Exercise passage
═══
Tophat2 with GTF annotation file made from blast results
1
0
Entering edit mode
5.0 years ago

Hi!

The goal of my subproject is to find transcripts upregulated upon treatment in the larvae of Spodoptera littoralis. On the current step I have an assembly, and the tblastx results (assembly against the huge database from NCBI). In order to continue with annotation I transformed blast results into gtf file (wrote a python script that also does cutoff and then write results into gtf format). The gtf file looks like this:

Slitt_C1    tblastx exon    4225    5697    667 +   .   gene_id "gi|827554818|ref|XM_004929801.2|"; transcript_id "gi|827554818|ref|XM_004929801.2|";


After that aligned the reads to the assembly by bowtie2, and tried to run tophat2.

~/bin/tophat2 -G bowtie_result/Slitt.gtf -o tophat_with_annotation/ -p 16 bowtie_result/Slitt ../02_trim/A_R1_P.fq ../02_trim/A_R2_P.fq


And I got the error:

[2016-07-28 11:05:14] Beginning TopHat run (v2.1.1)
═══
Record excerpts
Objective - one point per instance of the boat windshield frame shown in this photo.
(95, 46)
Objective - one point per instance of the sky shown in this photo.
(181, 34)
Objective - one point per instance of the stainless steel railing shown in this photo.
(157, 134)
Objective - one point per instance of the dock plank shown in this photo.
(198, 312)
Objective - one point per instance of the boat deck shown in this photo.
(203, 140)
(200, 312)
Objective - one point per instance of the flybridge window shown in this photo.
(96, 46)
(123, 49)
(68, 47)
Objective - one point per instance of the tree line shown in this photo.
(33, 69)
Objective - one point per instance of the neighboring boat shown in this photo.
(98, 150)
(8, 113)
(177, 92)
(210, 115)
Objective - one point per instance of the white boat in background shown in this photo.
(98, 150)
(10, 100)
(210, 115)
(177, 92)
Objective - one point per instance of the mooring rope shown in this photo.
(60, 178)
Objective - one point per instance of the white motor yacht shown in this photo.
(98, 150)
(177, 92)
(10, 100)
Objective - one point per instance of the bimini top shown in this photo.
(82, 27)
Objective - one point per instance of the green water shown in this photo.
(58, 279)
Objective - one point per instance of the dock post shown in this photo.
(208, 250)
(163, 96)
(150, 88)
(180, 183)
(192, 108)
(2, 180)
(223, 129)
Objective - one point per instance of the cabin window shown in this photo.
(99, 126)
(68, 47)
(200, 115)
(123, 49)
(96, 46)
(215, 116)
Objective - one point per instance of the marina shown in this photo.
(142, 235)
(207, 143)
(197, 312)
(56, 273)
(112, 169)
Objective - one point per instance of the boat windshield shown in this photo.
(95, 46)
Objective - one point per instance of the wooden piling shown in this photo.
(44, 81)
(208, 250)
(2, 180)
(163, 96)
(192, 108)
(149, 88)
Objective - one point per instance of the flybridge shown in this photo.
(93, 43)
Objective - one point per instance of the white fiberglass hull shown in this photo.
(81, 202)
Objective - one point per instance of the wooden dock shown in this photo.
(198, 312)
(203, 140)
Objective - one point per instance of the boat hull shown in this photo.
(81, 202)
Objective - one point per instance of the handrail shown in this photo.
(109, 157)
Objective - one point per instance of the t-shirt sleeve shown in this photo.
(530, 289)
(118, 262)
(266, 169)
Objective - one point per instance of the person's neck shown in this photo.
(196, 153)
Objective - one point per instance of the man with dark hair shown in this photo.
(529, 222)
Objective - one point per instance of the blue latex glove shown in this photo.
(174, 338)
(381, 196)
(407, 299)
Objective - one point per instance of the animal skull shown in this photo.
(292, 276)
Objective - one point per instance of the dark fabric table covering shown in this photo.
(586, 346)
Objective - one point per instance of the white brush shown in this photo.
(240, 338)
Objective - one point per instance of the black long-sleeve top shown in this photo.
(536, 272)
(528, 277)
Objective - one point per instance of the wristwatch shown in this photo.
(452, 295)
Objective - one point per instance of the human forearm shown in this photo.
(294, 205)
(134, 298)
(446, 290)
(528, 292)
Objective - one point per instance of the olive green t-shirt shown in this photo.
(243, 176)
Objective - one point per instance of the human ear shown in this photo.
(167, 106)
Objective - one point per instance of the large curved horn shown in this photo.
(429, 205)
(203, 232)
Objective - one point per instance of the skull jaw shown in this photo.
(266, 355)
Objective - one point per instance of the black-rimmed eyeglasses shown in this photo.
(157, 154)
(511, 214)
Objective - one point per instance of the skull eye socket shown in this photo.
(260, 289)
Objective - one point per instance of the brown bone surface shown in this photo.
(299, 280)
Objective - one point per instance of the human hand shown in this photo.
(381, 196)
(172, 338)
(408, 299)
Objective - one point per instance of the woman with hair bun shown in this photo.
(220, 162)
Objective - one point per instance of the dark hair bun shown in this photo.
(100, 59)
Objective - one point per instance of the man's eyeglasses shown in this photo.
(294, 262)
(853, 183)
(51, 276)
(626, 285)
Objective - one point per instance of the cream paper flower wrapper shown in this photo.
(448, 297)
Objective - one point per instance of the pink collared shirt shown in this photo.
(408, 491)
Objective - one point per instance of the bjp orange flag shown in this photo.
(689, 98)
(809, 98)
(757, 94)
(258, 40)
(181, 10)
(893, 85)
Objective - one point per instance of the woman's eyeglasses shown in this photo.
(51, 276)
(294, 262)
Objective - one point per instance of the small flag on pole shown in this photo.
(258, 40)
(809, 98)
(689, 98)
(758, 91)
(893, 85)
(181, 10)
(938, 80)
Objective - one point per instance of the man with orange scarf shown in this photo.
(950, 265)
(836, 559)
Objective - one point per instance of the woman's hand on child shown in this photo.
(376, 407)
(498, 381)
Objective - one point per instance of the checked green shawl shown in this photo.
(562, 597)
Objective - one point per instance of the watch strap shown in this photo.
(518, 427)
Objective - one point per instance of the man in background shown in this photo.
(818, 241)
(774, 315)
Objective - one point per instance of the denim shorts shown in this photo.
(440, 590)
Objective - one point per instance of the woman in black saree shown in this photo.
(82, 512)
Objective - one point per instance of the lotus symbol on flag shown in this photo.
═══
Could you continue the forum post about the TopHat2 error from where it stops, picking up after the line that begins the TopHat run?

-----------------------------------------------
[2016-07-28 11:05:14] Checking for Bowtie
Bowtie version:        2.2.8.0
[2016-07-28 11:05:15] Checking for Bowtie index files (genome)..
[2016-07-28 11:05:15] Checking for reference FASTA file
[2016-07-28 11:05:15] Generating SAM header for bowtie_result/Slitt
[2016-07-28 11:05:15] Reading known junctions from GTF file
[2016-07-28 11:08:38] Building transcriptome data files transcriptome_index/Slitt
[2016-07-28 11:08:42] Building Bowtie index from Slitt.fa
[FAILED]
Error: Couldn't build bowtie index with err = 1


After looking into the log file, the last thing tophat was trying to do was to run bowtie2-build on the Slitt.fa from the temp folder.

I already checked the names in the assembly and annotation, it is all the same, so mistake is coming from something else. I would appreciate any tips how to get blast results into the expression level file (of course I can run a script for assigning the regions of scaffolds to the specific annotations, but it will take a lot of time).

Thank you!

RNA-Seq Tophat Bowtie blast • 1.7k views
0
Entering edit mode

Even though it won't fix this problem I am thinking to use STAR.

0
Entering edit mode

Would be a good idea, although it might satisfy you to solve the problem ;-)

0
Entering edit mode

Is the Slitt.fa file in the same directory as your bowtie index (bowtie_result)? If not try putting a copy in there.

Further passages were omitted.